What the task requires >> Please return all of the entries below exactly as they are written.

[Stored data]
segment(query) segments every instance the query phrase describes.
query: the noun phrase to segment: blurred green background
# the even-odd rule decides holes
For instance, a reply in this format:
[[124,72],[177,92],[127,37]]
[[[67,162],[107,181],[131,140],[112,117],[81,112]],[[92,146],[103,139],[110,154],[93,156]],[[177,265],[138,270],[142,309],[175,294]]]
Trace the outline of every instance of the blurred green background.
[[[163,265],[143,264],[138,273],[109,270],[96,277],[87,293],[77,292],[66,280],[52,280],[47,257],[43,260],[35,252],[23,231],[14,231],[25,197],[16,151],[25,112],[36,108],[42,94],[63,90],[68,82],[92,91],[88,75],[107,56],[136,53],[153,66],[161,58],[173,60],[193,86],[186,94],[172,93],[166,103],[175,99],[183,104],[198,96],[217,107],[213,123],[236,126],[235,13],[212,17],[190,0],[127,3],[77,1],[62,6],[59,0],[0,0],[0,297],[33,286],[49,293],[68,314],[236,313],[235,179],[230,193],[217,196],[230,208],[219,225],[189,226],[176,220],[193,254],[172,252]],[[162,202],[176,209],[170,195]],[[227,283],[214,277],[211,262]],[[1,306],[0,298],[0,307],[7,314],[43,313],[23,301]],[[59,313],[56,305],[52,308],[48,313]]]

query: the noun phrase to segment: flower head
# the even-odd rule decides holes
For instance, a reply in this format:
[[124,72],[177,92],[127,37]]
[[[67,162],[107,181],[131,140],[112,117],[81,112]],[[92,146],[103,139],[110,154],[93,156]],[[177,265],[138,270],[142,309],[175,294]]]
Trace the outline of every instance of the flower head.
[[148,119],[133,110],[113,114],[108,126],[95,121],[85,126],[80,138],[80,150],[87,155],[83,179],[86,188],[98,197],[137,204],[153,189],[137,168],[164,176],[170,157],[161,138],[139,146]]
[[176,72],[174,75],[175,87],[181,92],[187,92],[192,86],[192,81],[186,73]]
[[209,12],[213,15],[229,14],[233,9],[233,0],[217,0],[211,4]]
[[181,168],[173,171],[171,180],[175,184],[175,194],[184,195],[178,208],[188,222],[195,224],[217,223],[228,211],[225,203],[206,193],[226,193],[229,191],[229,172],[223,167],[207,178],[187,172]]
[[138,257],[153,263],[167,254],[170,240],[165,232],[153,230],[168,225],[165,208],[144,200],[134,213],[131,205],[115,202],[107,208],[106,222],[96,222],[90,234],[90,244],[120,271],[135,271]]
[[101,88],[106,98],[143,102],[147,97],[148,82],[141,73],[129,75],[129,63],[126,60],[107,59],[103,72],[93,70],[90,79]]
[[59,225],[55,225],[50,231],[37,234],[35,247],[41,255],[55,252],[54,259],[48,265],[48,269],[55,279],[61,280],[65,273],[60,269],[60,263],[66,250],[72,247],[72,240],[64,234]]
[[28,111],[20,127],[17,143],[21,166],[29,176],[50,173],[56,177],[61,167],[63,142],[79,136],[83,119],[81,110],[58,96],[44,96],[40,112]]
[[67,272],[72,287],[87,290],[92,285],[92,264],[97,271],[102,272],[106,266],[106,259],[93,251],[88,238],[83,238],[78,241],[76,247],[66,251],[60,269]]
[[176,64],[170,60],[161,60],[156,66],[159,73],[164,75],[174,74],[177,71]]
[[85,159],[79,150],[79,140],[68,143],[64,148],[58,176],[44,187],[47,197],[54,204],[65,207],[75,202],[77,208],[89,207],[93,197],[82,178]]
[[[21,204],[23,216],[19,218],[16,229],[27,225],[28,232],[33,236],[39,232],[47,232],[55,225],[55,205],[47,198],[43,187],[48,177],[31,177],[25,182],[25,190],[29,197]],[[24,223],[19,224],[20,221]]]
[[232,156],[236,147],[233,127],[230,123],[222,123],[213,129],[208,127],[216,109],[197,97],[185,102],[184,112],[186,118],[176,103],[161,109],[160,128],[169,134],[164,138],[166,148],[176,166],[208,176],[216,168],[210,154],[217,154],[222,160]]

Solved exercise >>
segment(query) segments every instance the query phrase describes.
query: the noun phrase to segment: blurred green background
# the even-odd rule decides holes
For instance, a reply in this format:
[[124,72],[177,92],[127,37]]
[[[67,162],[107,181],[131,140],[112,117],[81,112]],[[92,146],[103,139],[110,154],[93,156]],[[177,265],[138,270],[142,309],[175,294]]]
Trace the outline of every instance of the blurred green background.
[[[163,265],[143,264],[138,273],[109,270],[96,277],[87,293],[77,292],[66,280],[52,280],[47,257],[43,260],[35,252],[23,231],[14,231],[25,197],[16,151],[25,112],[36,108],[42,94],[63,90],[68,82],[92,91],[88,75],[107,56],[136,53],[153,66],[161,58],[173,60],[193,86],[186,94],[172,93],[166,103],[175,99],[183,104],[198,96],[217,107],[213,123],[236,126],[235,13],[212,17],[190,0],[127,3],[77,1],[62,6],[59,0],[0,0],[0,297],[33,286],[49,293],[68,314],[236,313],[235,179],[230,193],[217,196],[230,208],[219,225],[189,226],[176,220],[193,254],[172,252]],[[162,202],[176,209],[170,195]],[[227,283],[214,277],[211,262]],[[1,306],[0,298],[0,307],[7,314],[43,313],[23,301]],[[59,313],[56,305],[52,308],[48,313]]]

query: the noun phrase to segment: flower head
# the even-odd rule decides holes
For instance, a reply in this format:
[[124,72],[177,92],[127,37]]
[[[67,162],[107,181],[131,140],[112,117],[81,112]],[[92,146],[103,139],[110,154],[93,156]],[[177,265],[138,270],[142,309],[175,294]]]
Trace the outline of every instance of the flower head.
[[148,119],[133,110],[113,114],[108,126],[95,121],[85,126],[80,138],[80,150],[87,155],[83,179],[86,188],[98,197],[137,204],[153,189],[137,168],[164,176],[170,157],[161,138],[139,146]]
[[176,72],[174,75],[175,87],[181,92],[187,92],[192,86],[192,81],[186,73]]
[[209,12],[213,15],[229,14],[233,9],[233,0],[217,0],[211,4]]
[[181,168],[173,171],[171,180],[175,184],[175,194],[184,195],[178,208],[188,222],[195,224],[217,223],[228,211],[225,203],[206,193],[226,193],[229,191],[229,172],[223,167],[207,178],[187,172]]
[[138,257],[153,263],[167,254],[170,240],[165,232],[153,230],[168,225],[165,208],[144,200],[134,213],[131,205],[115,202],[107,208],[106,222],[96,222],[90,234],[90,244],[120,271],[135,271]]
[[101,88],[106,98],[143,102],[147,97],[148,82],[141,73],[129,75],[129,63],[126,60],[107,59],[103,72],[93,70],[90,79]]
[[59,225],[55,225],[50,231],[37,234],[35,247],[41,255],[55,252],[54,259],[48,265],[48,269],[55,279],[61,280],[65,273],[60,269],[60,263],[66,250],[72,247],[72,240],[64,234]]
[[28,111],[20,127],[17,143],[21,166],[29,176],[50,173],[56,177],[61,167],[63,142],[79,136],[83,119],[81,110],[58,96],[44,96],[40,112]]
[[67,272],[72,287],[87,290],[92,285],[92,264],[97,271],[102,272],[106,266],[106,259],[93,251],[88,238],[83,238],[78,241],[76,247],[66,251],[60,269]]
[[176,64],[170,60],[161,60],[156,66],[159,73],[164,75],[174,74],[177,71]]
[[85,159],[79,150],[79,140],[68,143],[64,148],[58,176],[44,187],[47,197],[54,204],[65,207],[75,202],[77,208],[89,207],[93,197],[82,178]]
[[[21,204],[23,216],[19,218],[16,229],[27,225],[28,232],[33,236],[39,232],[47,232],[55,225],[55,205],[47,198],[43,187],[48,177],[31,177],[25,182],[25,190],[29,197]],[[24,223],[19,224],[20,221]]]
[[232,156],[236,147],[233,127],[230,123],[222,123],[213,129],[208,127],[216,109],[197,97],[185,102],[184,112],[186,118],[176,103],[161,109],[160,128],[169,134],[164,138],[166,148],[176,166],[208,176],[216,168],[210,154],[217,154],[222,160]]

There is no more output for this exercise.